EXERCISE DIRECTIONS |
Please, from the entries below, transcribe exactly the lines that begin at the line with "Target: wooden post" and end at the line with "Target: tower's concrete shaft", without the pictures.

ENTRIES SUPPLIED |
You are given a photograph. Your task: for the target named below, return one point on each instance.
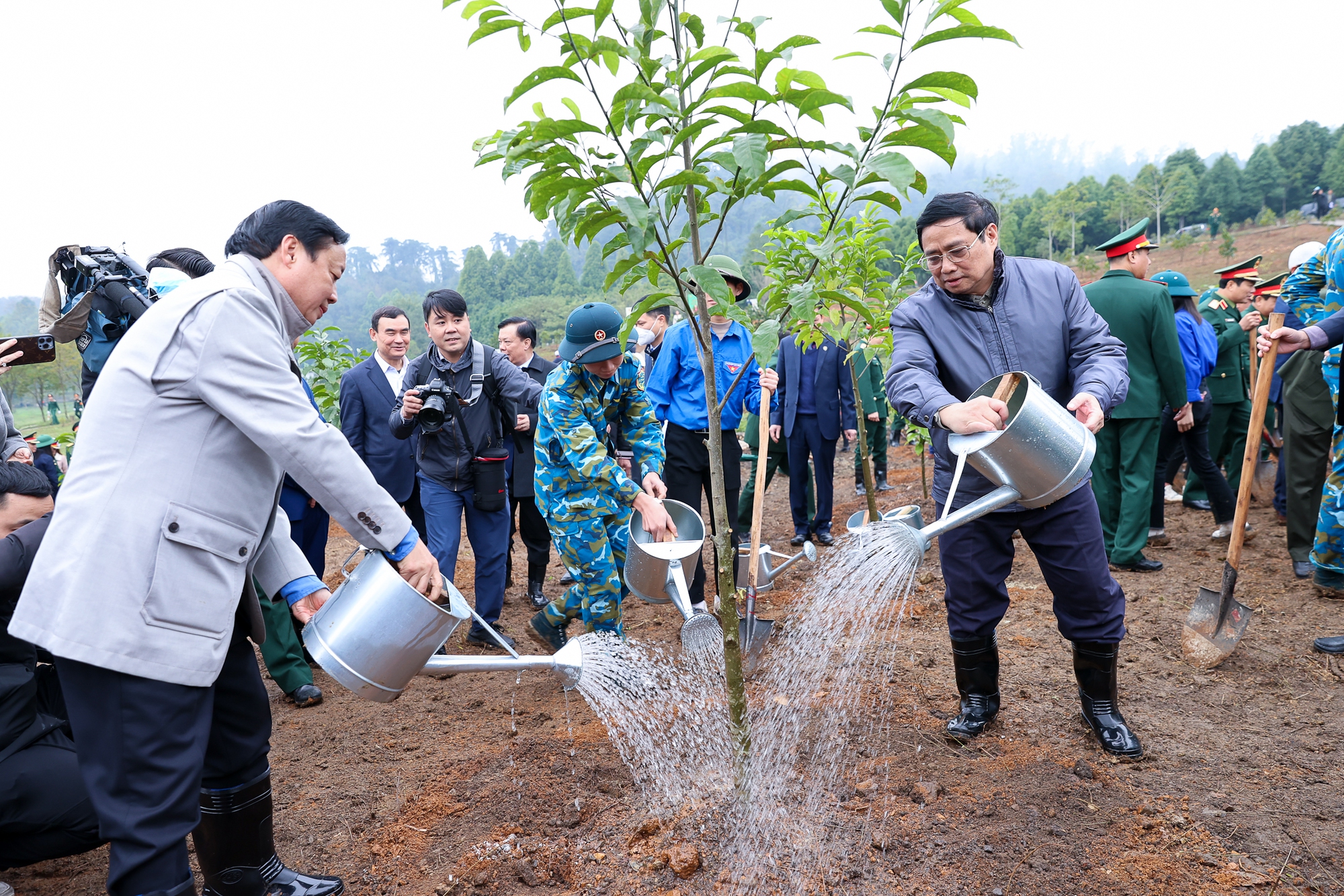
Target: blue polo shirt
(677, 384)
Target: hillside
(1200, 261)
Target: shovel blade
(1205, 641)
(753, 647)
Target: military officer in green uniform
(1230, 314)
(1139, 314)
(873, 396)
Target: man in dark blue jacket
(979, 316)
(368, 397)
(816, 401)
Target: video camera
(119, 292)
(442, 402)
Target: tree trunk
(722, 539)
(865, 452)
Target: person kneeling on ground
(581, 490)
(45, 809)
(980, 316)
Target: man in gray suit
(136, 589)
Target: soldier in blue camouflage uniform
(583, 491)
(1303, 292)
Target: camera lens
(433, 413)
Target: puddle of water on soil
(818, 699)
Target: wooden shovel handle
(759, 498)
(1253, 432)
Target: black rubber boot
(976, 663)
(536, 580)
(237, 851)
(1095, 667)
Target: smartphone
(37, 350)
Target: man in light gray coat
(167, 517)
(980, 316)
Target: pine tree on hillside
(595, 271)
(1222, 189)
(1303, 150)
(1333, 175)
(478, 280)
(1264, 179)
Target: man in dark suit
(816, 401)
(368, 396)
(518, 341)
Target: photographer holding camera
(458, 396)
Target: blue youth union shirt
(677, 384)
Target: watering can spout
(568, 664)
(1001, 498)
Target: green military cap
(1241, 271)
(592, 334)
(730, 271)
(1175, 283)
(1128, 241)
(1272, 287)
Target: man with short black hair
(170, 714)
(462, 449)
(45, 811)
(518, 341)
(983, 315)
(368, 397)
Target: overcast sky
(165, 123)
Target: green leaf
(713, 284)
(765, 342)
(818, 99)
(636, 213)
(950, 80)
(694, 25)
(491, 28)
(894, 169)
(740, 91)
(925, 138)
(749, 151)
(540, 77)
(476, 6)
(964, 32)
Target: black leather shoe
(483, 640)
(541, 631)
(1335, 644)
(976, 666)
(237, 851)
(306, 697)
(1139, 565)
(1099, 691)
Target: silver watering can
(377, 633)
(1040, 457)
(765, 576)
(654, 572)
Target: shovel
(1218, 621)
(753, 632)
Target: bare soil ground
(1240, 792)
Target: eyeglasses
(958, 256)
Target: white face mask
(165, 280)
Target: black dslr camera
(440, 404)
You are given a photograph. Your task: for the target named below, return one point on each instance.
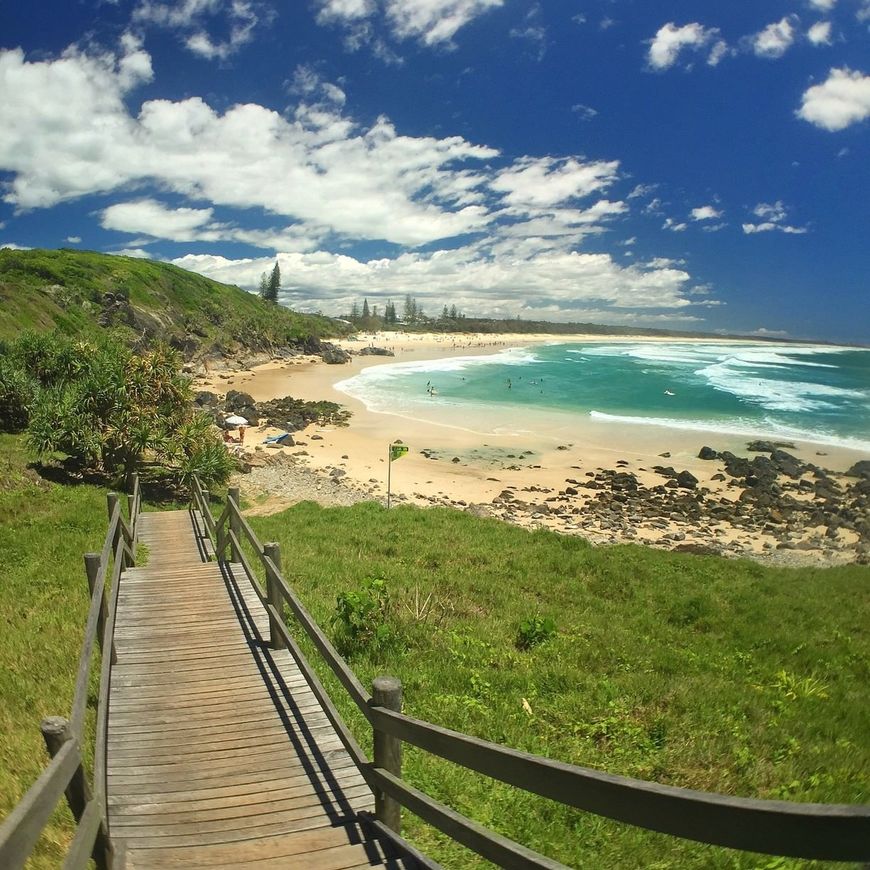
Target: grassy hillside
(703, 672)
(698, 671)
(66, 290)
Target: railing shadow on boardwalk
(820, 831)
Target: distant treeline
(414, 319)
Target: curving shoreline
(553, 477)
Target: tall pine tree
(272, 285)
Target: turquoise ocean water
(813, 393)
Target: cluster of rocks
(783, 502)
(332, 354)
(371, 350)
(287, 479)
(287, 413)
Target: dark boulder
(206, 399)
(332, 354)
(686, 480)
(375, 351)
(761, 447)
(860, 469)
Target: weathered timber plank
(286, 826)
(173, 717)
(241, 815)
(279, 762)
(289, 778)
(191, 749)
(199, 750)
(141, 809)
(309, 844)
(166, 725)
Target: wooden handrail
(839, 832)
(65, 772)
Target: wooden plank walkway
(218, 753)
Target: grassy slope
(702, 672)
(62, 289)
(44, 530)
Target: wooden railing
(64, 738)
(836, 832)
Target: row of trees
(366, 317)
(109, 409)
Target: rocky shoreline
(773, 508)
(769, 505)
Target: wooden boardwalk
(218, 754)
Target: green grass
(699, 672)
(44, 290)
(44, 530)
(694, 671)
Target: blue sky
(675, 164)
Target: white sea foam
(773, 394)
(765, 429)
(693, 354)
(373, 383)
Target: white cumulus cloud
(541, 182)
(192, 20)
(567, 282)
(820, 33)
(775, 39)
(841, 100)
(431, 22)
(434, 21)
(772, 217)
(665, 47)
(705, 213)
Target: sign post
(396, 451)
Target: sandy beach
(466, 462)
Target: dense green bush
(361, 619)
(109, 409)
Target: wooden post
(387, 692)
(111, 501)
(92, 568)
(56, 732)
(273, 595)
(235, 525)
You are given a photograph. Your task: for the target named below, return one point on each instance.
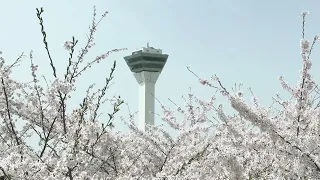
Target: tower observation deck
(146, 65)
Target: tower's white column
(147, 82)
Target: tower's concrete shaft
* * *
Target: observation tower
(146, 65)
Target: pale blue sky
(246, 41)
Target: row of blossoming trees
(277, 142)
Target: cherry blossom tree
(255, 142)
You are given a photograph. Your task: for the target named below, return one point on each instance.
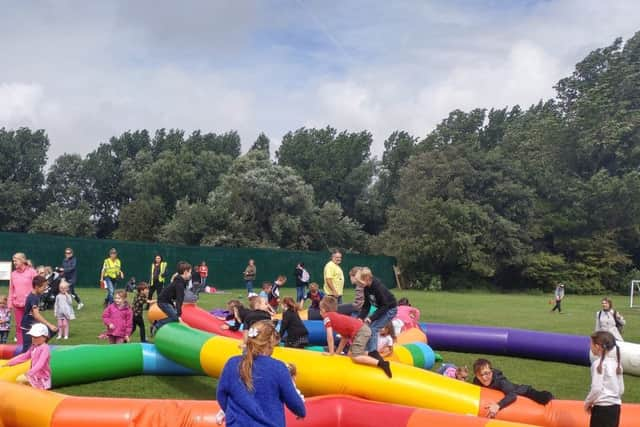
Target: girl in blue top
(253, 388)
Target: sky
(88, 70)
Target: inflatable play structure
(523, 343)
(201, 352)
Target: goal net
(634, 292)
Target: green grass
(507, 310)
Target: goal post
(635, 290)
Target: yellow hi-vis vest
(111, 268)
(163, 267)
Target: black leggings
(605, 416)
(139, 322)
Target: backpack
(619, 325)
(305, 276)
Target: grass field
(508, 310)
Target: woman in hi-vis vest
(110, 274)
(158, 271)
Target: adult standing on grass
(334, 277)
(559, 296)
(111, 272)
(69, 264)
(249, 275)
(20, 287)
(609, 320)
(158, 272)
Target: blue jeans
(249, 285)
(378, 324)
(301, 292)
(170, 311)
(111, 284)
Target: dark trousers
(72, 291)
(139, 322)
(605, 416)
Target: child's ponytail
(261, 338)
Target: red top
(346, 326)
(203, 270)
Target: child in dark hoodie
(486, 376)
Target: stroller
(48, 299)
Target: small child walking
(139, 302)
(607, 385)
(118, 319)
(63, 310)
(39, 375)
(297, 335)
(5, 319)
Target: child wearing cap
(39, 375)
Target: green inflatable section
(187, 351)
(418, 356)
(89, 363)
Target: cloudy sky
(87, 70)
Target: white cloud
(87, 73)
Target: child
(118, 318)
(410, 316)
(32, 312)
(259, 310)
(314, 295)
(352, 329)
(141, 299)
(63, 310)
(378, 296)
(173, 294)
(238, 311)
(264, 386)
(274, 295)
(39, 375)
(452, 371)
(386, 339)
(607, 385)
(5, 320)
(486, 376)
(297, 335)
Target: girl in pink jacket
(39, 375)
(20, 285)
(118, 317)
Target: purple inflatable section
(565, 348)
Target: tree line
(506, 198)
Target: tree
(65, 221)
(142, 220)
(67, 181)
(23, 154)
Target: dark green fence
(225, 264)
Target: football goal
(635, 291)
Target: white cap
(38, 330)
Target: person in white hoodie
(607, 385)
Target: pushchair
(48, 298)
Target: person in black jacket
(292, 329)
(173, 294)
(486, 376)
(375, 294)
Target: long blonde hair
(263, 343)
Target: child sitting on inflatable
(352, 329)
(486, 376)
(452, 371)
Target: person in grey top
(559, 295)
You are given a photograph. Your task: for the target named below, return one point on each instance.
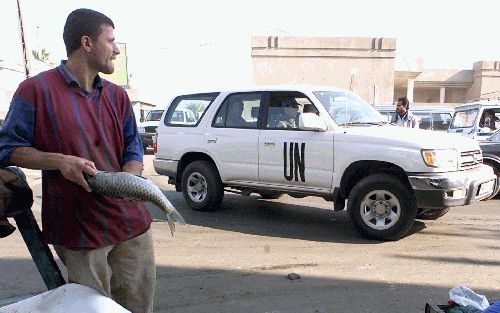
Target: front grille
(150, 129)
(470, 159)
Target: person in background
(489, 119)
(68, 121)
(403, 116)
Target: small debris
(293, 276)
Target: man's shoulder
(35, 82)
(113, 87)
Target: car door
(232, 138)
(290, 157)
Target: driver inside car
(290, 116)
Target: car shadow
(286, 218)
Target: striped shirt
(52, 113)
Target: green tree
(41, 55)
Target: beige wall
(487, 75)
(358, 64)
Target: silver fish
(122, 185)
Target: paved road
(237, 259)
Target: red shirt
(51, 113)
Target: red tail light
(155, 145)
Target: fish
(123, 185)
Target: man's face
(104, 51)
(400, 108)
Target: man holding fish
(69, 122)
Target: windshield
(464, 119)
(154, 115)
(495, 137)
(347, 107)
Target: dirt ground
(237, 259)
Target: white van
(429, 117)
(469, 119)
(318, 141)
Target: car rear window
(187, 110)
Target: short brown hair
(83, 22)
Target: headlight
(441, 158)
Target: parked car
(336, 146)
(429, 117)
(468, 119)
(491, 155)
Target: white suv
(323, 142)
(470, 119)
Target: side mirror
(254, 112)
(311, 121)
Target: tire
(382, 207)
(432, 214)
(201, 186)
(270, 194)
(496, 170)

RESPONSE |
Target: wooden post
(387, 692)
(111, 501)
(92, 568)
(56, 732)
(273, 595)
(235, 525)
You are given a photograph. Your task: for the target named below, return one point on each instance.
Target: tower observation deck
(146, 65)
Target: tower's white column
(147, 82)
Target: tower's concrete shaft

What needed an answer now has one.